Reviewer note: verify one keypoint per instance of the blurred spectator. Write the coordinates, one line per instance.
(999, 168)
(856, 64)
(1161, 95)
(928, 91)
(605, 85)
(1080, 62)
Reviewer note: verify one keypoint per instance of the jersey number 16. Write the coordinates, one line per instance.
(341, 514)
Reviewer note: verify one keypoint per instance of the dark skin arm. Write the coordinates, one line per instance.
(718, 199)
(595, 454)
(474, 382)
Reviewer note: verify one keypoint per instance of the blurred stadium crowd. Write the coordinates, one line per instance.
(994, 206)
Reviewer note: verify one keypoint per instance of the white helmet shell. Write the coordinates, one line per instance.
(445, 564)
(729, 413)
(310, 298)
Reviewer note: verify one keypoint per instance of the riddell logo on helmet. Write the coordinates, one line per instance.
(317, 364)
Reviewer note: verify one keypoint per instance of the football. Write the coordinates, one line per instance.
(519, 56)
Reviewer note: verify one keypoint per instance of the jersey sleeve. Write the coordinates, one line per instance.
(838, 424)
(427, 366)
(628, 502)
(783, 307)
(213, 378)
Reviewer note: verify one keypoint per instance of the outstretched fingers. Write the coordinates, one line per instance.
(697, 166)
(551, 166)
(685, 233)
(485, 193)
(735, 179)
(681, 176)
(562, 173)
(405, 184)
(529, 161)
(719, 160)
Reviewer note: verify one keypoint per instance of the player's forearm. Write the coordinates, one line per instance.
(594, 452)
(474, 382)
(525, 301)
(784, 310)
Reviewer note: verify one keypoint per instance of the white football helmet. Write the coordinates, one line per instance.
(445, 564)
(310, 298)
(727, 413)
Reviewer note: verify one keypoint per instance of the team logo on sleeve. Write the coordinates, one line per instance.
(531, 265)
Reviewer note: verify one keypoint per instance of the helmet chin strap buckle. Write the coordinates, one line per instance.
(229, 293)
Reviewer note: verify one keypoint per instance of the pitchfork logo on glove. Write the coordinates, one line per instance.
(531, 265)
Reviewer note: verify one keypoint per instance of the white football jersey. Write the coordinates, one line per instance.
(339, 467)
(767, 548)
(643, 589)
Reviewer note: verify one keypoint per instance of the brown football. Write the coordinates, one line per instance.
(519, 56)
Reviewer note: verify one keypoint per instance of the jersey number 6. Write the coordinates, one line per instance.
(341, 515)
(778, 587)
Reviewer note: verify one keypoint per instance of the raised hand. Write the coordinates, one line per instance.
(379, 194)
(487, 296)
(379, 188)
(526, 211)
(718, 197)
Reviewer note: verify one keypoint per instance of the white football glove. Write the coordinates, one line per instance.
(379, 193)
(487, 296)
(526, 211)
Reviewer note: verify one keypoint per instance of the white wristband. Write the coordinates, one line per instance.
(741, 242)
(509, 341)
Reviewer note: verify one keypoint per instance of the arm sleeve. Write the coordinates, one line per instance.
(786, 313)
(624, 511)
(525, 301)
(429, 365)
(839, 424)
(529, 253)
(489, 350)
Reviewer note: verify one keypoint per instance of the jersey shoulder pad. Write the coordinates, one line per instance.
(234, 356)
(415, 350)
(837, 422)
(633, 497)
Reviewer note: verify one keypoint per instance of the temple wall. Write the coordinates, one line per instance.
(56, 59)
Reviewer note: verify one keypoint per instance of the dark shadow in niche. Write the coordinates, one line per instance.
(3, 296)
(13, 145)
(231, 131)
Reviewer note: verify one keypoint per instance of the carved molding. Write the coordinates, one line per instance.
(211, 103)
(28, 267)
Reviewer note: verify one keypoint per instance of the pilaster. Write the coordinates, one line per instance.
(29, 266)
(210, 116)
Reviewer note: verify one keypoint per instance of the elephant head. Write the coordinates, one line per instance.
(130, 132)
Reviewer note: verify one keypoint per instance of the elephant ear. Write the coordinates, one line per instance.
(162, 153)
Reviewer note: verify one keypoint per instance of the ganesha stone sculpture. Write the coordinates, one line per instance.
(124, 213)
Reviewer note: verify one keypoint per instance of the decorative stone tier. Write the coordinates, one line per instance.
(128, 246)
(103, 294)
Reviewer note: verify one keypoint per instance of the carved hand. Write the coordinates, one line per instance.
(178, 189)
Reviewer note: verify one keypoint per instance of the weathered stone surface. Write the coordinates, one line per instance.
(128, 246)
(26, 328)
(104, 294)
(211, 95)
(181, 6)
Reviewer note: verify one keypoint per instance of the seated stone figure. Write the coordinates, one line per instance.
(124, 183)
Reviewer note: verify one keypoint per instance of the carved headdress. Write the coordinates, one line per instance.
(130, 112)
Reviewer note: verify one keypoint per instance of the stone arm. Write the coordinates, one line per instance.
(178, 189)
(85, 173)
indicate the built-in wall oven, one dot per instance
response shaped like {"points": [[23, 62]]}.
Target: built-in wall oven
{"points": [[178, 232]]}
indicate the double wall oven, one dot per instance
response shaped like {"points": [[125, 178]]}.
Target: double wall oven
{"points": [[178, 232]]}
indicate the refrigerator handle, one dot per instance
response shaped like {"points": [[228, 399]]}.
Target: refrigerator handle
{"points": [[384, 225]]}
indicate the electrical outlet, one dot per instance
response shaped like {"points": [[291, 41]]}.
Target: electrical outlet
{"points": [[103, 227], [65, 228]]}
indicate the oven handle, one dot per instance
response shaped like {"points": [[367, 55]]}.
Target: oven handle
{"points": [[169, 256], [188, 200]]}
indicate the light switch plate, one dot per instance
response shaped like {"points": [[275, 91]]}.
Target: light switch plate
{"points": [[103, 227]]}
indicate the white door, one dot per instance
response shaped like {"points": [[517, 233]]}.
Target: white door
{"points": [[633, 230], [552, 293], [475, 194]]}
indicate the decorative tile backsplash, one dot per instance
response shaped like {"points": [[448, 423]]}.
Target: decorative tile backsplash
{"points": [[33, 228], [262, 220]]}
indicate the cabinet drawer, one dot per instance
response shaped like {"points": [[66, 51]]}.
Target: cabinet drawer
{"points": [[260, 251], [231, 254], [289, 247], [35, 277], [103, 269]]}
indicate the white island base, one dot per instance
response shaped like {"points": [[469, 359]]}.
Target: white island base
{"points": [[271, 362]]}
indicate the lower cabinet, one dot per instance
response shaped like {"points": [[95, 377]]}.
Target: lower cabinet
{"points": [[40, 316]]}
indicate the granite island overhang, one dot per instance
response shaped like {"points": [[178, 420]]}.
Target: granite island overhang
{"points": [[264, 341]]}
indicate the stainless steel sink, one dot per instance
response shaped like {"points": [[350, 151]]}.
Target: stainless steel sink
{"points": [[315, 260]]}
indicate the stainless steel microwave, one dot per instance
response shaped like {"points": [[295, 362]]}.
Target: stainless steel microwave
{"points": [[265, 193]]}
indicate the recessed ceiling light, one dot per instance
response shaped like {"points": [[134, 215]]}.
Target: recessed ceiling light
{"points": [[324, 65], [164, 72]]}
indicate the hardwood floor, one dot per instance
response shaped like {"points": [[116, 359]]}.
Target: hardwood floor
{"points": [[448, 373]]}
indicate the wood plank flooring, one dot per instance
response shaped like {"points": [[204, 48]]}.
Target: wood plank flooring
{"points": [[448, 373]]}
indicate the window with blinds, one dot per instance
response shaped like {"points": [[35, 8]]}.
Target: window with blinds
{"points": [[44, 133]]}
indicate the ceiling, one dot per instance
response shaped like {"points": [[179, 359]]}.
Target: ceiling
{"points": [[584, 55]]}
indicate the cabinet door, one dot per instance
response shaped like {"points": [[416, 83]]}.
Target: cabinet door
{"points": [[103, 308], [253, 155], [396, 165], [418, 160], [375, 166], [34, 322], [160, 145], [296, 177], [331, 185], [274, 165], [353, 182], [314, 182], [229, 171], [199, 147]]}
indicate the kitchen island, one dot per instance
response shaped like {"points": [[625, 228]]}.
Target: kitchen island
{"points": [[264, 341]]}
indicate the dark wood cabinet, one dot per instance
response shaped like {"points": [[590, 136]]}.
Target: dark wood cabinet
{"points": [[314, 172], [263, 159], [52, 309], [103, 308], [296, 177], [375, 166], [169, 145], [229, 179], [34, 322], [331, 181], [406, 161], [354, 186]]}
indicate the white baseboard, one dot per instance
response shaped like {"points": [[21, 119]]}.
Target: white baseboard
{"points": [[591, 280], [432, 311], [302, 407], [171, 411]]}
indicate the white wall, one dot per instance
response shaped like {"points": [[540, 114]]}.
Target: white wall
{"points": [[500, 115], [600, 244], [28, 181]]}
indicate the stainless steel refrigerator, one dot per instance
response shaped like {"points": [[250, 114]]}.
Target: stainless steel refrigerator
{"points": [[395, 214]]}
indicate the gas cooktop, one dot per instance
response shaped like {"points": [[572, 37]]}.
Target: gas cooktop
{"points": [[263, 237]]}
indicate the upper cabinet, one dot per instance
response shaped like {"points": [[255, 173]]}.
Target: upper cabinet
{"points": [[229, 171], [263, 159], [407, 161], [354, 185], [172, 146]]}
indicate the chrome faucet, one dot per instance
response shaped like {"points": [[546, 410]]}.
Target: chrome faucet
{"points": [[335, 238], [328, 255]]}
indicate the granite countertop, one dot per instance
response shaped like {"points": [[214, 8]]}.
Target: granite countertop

WHAT TO DO – Find the string "countertop" in the data. Report each line it appears in.

TASK RESULT –
indicate the granite countertop, one dot per instance
Target: granite countertop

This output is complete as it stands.